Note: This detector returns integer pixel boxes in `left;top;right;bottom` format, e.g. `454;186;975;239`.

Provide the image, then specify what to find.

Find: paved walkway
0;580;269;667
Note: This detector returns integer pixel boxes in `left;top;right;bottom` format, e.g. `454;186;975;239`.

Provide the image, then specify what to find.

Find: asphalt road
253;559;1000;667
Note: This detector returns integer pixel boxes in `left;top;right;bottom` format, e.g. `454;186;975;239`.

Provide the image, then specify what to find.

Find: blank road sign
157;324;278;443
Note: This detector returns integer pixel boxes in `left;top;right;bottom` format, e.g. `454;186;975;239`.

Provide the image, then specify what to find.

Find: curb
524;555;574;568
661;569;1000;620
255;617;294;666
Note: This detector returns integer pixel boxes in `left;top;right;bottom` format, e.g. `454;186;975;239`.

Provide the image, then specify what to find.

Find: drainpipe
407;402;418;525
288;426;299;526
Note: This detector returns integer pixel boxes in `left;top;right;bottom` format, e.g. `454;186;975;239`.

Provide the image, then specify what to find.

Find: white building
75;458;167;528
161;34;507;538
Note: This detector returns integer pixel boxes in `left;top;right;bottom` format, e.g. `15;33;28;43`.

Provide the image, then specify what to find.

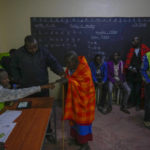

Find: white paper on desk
0;123;16;143
0;110;22;124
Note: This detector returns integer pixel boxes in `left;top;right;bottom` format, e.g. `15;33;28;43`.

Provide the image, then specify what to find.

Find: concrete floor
43;105;150;150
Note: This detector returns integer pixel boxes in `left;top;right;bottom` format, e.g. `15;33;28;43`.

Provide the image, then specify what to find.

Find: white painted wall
0;0;150;98
0;0;150;51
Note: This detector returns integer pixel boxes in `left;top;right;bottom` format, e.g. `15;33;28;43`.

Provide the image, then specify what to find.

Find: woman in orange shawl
64;51;95;150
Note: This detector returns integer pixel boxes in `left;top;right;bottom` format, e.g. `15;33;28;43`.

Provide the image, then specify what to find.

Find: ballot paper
0;110;22;143
0;110;22;124
0;123;16;143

→ Exercise aim
The expected answer is an unaltered copy of the listing, images removed.

→ Worked solution
Note: This detector returns integer pixel boxes in `left;top;right;bottom` format, e.g. `454;186;975;239`.

Provide the image, then specify what to find.

Find: paved walkway
0;580;269;667
Note: This detector returns integer pixel boxes in `left;top;right;bottom` format, e.g. `454;186;975;239`.

Provide the image, then specify what to find.

Find: asphalt road
253;559;1000;667
Note: This detector returns integer pixel boxes in `left;top;right;bottom` format, e.g. `454;186;975;239`.

Provide the image, then specify what to find.

Find: blank road sign
157;324;278;443
Note: This detector returns integer pixel boxes in `left;top;right;bottom` format, e.g. `454;186;975;239`.

Provide the image, then specify what to find.

Find: curb
524;555;574;568
661;569;1000;620
255;617;294;666
Note: This detector returns integer pixel boxes in `left;top;right;bottom` format, e.g. `454;186;975;239`.

Provide the image, then specify what to find.

Find: drainpipe
407;402;418;525
288;426;299;526
Note: This detector returns integer pixel boxes in `left;top;right;bottom` format, e.g. `454;186;975;239`.

Provide the image, then specify what to find.

Find: white building
75;458;167;528
161;34;507;538
Note: This detector returns integer pixel boxes in `left;top;right;bottom` format, e.g. `15;33;28;43`.

Provide the image, then specify what to find.


Find: white paper on desk
0;123;16;143
0;110;22;124
Note: This detector returns integer pixel boxes in `left;top;right;bottom` format, e.g. `15;33;28;43`.

Provide the image, then specify what to find.

Find: concrete floor
43;105;150;150
Note: This detector returns integer pixel boxes in `left;top;right;bottom` format, e.g. `15;33;28;43`.

Provide the image, then specify what to find.

Find: white painted wall
0;0;150;98
0;0;150;51
Note: This detector returns integer pixel boxes in `left;top;right;bottom` format, e.g. `15;33;28;43`.

Provide the image, then specify what to find.

Find: woman in orange shawl
64;51;95;150
Note: This detector returns integer pixel boxes in `left;top;right;bottom` format, e.g. `15;33;28;43`.

Provide the image, then specify what to find.

Find: ballot paper
0;110;22;143
0;110;22;124
0;123;16;143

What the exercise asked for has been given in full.